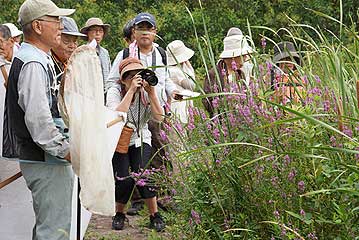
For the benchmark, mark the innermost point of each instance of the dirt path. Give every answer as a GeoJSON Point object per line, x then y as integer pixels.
{"type": "Point", "coordinates": [100, 228]}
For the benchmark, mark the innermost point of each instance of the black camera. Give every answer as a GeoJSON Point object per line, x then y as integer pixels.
{"type": "Point", "coordinates": [149, 76]}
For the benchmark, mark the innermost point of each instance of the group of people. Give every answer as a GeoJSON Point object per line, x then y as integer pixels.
{"type": "Point", "coordinates": [36, 134]}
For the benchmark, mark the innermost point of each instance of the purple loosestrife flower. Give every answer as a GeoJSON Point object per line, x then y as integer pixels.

================================

- **STATED GOAL**
Rewrite all of the rows above with "innermost" replaced by "central" everywhere, keeping everything else the same and leaving out the pictures.

- **EXERCISE RESULT**
For the benchmark, mark the central point of each instance of the dirt path. Give every answer as a GeoJSON Point object per line, x then y as integer pixels.
{"type": "Point", "coordinates": [100, 228]}
For the benchmark, mark the central point of each instance of the black camera. Give every answer as a GeoJSON Point object per line, x then y as integer pixels.
{"type": "Point", "coordinates": [149, 76]}
For the benchmark, mark the central point of each instance of the group of people. Give every answer as a GeoJSON Point object per line, x then y as integer pixels.
{"type": "Point", "coordinates": [36, 134]}
For the benchmark, mark the central point of each instance of the purple loosestrife flower. Give every answer as a GeoJSON Point object per line, x then y as integer pixels.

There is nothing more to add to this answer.